GIVEN PASSAGE:
* * *

The Quatermass Xperiment
Day 28 of my 31 Days of Horror viewing
For the last few years, I have used October to give myself a viewing assignment: a different horror film each day. Now that I have escaped the real life horror of New Zealand’s public service, I intend to write a piece inspired by each film.
My twenty-eighth film is Val Guest’s The Quatermass Xperiment (1955).

A couple of years prior to the space race hitting its stride with the launch of Sputnik, Hammer Films anticipated the next seven decades of world events by asking “what if a rocket ship fell out of the sky?” In The Quatermass Xperiment, the spacecraft crash-lands in the English countryside carrying just one passenger, Victor Carroon (Richard Wordsworth) despite having taken off with three.

Nowadays, it’s a regular occurence for the likes of Elon Musk and Peter Beck to have their work blow up in their face but in the `50s, a downed spacecraft was still a potent image. Like today’s bumbling STEM-lords, the man behind the failed mission Professsor Bernard Quatermass (Brian Donlevy), believes in a ill-defined notion of science at all costs. He’s a world away from the more honourable scientists of The Beast from 20,000 Fathoms which may speak to different dynamics in the US and UK between their respective film industries, science and the military industrial complex at the time.
In both films, the scientists butt heads with troops but here, the military represents the more humane side of the equation. While Quatermass tries to cover-up the detail of what came back in that ship, Inspector Lomax (Jack Warner) pushes back but eventually relents saying “Now look sir, nobody ever wins a cold war. One of us must come over to the other side. You don't want to come over to mine. I'm not proud, I'll come over to yours.” This is a deeply cynical film.

* * *

SUPPLIED MATERIAL:
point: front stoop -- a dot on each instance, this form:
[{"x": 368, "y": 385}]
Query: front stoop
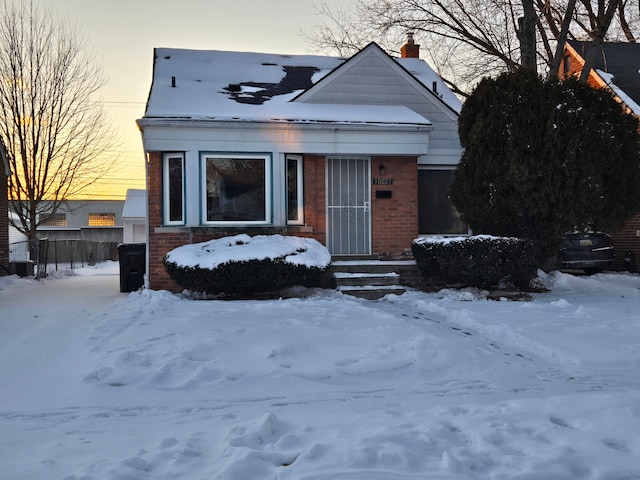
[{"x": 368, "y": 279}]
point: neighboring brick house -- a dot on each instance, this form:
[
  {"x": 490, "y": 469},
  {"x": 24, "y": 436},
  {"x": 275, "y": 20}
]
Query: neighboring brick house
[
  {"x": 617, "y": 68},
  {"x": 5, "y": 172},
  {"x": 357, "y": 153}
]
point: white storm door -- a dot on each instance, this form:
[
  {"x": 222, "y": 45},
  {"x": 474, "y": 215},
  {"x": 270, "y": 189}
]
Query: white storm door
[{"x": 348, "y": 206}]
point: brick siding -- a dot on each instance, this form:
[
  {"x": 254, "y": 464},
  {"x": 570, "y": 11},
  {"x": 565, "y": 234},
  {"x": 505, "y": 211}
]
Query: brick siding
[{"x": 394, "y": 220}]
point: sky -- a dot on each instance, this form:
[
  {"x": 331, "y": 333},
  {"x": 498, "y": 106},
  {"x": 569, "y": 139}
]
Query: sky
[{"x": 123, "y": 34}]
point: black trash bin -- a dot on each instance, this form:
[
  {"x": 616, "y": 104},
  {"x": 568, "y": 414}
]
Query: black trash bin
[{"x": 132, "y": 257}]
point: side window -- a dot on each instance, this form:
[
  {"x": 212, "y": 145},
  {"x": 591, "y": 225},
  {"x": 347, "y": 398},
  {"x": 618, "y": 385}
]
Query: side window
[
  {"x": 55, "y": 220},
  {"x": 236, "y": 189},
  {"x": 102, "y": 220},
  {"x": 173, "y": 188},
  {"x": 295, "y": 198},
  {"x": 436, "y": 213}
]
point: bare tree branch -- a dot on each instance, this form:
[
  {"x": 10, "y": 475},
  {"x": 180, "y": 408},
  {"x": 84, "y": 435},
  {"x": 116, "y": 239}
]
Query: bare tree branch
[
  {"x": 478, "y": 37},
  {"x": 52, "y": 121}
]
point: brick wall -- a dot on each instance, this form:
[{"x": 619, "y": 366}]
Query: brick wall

* * *

WHAT YOU WILL DO:
[A] Reproduce the Quatermass Xperiment review from "In both films, the" up to and including "deeply cynical film.".
[B] According to the Quatermass Xperiment review, which actor plays Victor Carroon?
[C] Can you carry the Quatermass Xperiment review on from the point where it stops?
The data has no connection to the Quatermass Xperiment review.

SOLVED PROBLEMS:
[A]
In both films, the scientists butt heads with troops but here, the military represents the more humane side of the equation. While Quatermass tries to cover-up the detail of what came back in that ship, Inspector Lomax (Jack Warner) pushes back but eventually relents saying “Now look sir, nobody ever wins a cold war. One of us must come over to the other side. You don't want to come over to mine. I'm not proud, I'll come over to yours.” This is a deeply cynical film.

[B] Richard Wordsworth.

[C]
It turns out that there’s something unusual about Carroon and that he may not be the same man that left earth. Most of the film takes a procedural approach focused on the role played by different stakeholders (military, law enforcement, science, medicine, media etc) in covering up this fact. It is compelling even when there’s nothing horrific onscreen. I’ve talked before about how so much of the sci-fi horror of the `50s contained the seeds of later body horror but when this film gets going, the imagery is extremely well-developed. Carroon’s alien transformation and the eventual monster are some of the best gross-out effects of the era.

I’ve loved all the films from the `50s I’ve watched this month but Quatermass may be the most darkly hilarious in terms of its prescience of the future direction of both film and science.